■ **What is expected**: Output exactly the lines below, starting with the line that has "Query: metal staircase" and going on through the line that has "like [(627, 175)].", both included, and no other lines.

■ **Source material**:
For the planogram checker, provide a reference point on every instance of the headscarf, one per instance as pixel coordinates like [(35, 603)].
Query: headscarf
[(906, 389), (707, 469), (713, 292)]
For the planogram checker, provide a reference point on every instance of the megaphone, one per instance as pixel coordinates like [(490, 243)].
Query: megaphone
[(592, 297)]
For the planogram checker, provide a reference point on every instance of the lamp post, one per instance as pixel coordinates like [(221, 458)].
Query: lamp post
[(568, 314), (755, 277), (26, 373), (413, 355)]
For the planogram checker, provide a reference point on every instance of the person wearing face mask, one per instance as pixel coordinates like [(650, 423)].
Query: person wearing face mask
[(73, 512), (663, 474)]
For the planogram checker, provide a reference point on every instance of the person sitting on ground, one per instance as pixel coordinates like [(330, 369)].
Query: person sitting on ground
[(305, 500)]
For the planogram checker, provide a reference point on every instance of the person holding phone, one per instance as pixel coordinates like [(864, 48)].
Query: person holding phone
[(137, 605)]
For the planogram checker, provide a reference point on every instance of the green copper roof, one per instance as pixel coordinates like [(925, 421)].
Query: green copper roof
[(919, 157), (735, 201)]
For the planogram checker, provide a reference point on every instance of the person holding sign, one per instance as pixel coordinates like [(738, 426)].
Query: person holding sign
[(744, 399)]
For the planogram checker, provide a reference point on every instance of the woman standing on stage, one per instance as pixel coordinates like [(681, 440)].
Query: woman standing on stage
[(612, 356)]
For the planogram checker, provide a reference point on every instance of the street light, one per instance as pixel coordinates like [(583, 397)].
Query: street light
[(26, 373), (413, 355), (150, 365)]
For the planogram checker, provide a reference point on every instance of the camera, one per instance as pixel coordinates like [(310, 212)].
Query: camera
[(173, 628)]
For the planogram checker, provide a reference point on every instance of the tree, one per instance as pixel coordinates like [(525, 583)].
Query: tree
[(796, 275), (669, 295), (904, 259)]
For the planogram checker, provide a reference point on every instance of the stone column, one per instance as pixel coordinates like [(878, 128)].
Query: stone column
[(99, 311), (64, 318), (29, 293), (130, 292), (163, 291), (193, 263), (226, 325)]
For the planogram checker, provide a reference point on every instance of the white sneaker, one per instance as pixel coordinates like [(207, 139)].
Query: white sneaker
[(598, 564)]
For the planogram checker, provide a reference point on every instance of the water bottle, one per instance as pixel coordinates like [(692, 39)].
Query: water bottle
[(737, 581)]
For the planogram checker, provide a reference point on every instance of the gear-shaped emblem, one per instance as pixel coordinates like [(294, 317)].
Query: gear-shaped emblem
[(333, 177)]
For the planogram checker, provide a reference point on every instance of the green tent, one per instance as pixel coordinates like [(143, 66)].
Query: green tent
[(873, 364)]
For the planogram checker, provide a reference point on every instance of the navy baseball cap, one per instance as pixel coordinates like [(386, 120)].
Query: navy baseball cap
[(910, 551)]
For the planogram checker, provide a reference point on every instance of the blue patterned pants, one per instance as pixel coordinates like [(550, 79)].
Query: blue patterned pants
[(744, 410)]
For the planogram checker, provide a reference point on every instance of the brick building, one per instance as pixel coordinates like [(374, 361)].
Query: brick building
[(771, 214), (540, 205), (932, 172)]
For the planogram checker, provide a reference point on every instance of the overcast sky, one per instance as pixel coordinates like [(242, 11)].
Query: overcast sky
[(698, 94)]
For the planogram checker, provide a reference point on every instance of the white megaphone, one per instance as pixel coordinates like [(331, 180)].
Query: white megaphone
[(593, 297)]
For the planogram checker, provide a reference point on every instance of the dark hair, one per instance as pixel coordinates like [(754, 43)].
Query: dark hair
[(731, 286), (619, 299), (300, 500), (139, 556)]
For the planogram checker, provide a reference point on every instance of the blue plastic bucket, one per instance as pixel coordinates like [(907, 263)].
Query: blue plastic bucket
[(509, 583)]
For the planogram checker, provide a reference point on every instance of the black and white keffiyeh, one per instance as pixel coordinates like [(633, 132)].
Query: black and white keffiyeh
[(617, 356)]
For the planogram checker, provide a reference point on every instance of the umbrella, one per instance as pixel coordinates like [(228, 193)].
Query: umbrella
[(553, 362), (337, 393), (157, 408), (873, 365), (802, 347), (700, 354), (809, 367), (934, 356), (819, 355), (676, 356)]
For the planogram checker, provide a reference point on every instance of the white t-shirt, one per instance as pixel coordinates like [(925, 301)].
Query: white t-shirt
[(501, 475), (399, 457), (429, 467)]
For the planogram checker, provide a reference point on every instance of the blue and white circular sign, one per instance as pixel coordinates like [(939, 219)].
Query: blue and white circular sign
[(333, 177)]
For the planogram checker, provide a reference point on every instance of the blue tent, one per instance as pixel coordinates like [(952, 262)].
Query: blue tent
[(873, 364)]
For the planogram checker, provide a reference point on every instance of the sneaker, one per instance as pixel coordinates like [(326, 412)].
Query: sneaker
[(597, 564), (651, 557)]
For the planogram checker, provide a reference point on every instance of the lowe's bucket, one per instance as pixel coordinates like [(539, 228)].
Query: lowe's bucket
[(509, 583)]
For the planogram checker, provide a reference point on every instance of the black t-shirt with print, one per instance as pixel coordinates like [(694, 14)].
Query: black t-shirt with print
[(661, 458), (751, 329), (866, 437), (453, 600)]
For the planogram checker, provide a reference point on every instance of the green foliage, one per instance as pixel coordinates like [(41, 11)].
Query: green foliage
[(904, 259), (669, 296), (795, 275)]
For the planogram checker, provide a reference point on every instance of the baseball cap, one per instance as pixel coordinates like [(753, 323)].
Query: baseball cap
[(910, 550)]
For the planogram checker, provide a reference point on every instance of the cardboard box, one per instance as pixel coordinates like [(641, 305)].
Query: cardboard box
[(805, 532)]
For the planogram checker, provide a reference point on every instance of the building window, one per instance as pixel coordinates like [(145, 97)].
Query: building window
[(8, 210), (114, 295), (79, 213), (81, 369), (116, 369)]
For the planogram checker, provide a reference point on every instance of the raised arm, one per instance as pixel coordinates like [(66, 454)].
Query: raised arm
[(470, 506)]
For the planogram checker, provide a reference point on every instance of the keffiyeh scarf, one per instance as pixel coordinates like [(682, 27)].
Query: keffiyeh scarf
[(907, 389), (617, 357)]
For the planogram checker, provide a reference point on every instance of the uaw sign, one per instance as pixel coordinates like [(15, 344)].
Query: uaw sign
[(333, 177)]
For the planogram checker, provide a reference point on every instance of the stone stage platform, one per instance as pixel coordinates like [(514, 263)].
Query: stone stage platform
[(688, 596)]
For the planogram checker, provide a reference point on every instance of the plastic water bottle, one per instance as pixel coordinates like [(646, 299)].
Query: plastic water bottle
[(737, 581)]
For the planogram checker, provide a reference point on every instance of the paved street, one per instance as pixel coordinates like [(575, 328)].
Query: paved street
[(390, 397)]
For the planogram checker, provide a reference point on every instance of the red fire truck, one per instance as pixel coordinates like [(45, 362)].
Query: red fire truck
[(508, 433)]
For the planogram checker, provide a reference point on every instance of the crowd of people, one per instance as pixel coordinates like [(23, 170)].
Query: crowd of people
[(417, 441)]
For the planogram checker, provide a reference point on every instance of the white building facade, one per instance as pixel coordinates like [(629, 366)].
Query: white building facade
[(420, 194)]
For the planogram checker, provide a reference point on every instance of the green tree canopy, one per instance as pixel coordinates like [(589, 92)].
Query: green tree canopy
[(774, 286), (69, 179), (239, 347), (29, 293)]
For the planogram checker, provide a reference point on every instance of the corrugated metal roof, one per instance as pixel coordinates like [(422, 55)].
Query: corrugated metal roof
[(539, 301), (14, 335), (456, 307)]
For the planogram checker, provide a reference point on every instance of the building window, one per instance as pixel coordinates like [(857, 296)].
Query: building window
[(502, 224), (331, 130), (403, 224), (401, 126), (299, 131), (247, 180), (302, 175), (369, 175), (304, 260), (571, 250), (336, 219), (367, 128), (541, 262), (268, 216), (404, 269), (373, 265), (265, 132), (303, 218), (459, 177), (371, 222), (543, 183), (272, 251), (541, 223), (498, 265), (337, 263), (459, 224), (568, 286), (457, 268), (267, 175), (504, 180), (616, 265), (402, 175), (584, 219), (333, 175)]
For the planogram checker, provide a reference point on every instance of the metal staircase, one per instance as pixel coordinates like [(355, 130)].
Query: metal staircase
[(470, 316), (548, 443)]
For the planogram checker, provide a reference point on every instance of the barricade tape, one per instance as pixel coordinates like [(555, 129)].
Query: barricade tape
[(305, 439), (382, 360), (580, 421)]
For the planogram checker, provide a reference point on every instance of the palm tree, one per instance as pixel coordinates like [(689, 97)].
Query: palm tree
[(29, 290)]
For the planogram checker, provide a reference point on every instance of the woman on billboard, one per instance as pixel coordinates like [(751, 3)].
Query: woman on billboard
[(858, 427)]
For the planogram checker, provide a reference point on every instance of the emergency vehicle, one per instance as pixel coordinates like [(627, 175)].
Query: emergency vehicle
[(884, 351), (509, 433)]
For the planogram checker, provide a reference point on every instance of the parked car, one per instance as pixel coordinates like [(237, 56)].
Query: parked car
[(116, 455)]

■ **Solved problem**:
Query: metal staircase
[(470, 316), (548, 443)]
For the planogram checker, provide a reference point on every instance of the barricade tape, one per instance as pixel coordinates like [(555, 129)].
Query: barricade tape
[(305, 439), (382, 360), (580, 421)]
For the planogram checker, provide a reference point on every instance of the palm tree, one per instance as pixel coordinates like [(689, 97)].
Query: palm tree
[(29, 290)]
For the planogram checker, provide a reference point on every instance of the woman on billboard, one per instance as pixel coordinates like [(751, 3)].
Query: woman on billboard
[(858, 427)]
For the planogram checker, provide a reference point on every instance of the emergency vehicle, one per instance as pixel coordinates like [(627, 175)].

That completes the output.